Begin Source text

Sunday, December 18, 2011

Blast from the Past: Accession of Princely States

Here is the account of Durga Das in his book, "India: From Curzon to Nehru and after"

The integration of the Princely states with the rest of India was not planned in advance. Patel told me it was more the result of fortuitous circumstances which were helped by the wave of nationalism in which the Princes were caught up. To this, however, may be added the prestige and authority of Patel himself. The merger of the smaller States began in Orissa by accident and the process spread from there to other areas.

Narrating the story of the first merger, Patel told me that the idea had originated with Hare Krushna Mahatab, who formed in 1938 the State Praja Mandal, an organization of the people living in the States of Orissa. This Orissa Congress leader proposed that the small States be merged with the provinces under British administration, and the States Peoples Conference appointed a committee with Mahatab as its chairman to study the proposal in relation to Orissa. The committee recommended that the States be brought under the provincial Government as reforms in them, while they maintained their separateness, would have no value. Mahatab took up this matter with Cripps when he came to India in 1942. The Political Department agreed that this was the only feasible solution of the problem but did nothing about it. When India became independent, the British departed leaving the States as they were. Mahatab convinced Gandhi and Patel of the soundness of his scheme, and he suggested to Patel in November 1947 that he should set the process in motion in Orissa.

V.P. Menon, on the contrary, proposed to Patel that a system of joint control, leaving some administrative powers in the hands of the Princes, should be evolved. Mahatab objected, saying this would only cause confusion and insisted that complete merger was the only solution. Patel agreed, and when the two leaders met in Cuttack and Bhubaneshwar the entire memorandum relating to the merger of States was redrafted with the help of the Chief Secretary of the provincial Government and, what is more, reprinted overnight.

The next day, when the rulers of Orissa conferred with Patel and Mahatab, they referred to the earlier memorandum of association which had been sent to them. Patel and Mahatab disowned knowledge of it. Patel then told the rulers: "If you do not accept our proposal, I do not take responsibility for law and order in your State. You take care of yourself." As the Praja Mandal leaders were ready to overthrow the Princes and effect merger by force, the rulers accepted the new scheme. Thus the first merger of States went through without a single incident in Orissa, to be followed in Chattisgarh, where the States were merged with the Central Provinces.

End Source text
Begin Data records

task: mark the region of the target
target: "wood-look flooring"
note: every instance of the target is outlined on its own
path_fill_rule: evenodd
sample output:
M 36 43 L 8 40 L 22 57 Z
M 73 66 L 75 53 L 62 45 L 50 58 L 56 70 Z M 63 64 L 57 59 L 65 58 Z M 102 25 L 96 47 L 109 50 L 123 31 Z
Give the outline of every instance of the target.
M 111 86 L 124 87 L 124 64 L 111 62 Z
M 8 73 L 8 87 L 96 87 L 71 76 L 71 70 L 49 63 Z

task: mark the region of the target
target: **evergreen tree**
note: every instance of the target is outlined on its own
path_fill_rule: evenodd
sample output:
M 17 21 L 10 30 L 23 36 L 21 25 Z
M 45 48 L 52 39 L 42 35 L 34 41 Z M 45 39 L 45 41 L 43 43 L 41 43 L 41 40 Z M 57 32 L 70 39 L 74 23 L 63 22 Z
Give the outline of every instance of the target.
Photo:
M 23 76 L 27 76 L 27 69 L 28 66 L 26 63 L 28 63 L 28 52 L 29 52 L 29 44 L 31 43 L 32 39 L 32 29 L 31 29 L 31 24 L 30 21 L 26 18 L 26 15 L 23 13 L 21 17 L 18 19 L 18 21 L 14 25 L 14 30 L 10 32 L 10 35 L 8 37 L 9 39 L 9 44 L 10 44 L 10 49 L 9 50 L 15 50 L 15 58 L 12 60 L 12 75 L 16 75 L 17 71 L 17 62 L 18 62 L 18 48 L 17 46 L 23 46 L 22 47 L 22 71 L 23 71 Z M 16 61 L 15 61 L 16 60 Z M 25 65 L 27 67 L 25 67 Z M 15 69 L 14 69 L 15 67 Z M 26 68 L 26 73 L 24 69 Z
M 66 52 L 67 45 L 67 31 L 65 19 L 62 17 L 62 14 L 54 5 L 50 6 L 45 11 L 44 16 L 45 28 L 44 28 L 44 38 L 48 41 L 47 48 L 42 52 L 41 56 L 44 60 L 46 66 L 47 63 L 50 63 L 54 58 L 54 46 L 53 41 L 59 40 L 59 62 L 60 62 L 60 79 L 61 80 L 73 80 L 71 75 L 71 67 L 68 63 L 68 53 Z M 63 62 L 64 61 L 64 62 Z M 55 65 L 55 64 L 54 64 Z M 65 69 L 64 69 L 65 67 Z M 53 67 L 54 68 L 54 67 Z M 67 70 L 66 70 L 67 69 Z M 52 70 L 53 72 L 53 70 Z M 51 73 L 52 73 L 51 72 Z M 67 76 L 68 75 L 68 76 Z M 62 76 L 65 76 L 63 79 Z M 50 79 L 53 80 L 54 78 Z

End Data records

Stated problem A: Repeat the Durga Das excerpt between "Blast from the" and "to other areas.", inclusive.
Stated problem B: According to the Durga Das excerpt, in what year did Hare Krushna Mahatab form the State Praja Mandal?
Stated problem C: Render this sentence from the Durga Das excerpt in Spanish: "The integration of the Princely states with the rest of India was not planned in advance."
The listing above is separate material from the Durga Das excerpt.

Response A:
Blast from the Past: Accession of Princely States

Here is the account of Durga Das in his book, "India: From Curzon to Nehru and after"

The integration of the Princely states with the rest of India was not planned in advance. Patel told me it was more the result of fortuitous circumstances which were helped by the wave of nationalism in which the Princes were caught up. To this, however, may be added the prestige and authority of Patel himself. The merger of the smaller States began in Orissa by accident and the process spread from there to other areas.

Response B: 1938

Response C: La integración de los estados principescos con el resto de la India no se planificó de antemano.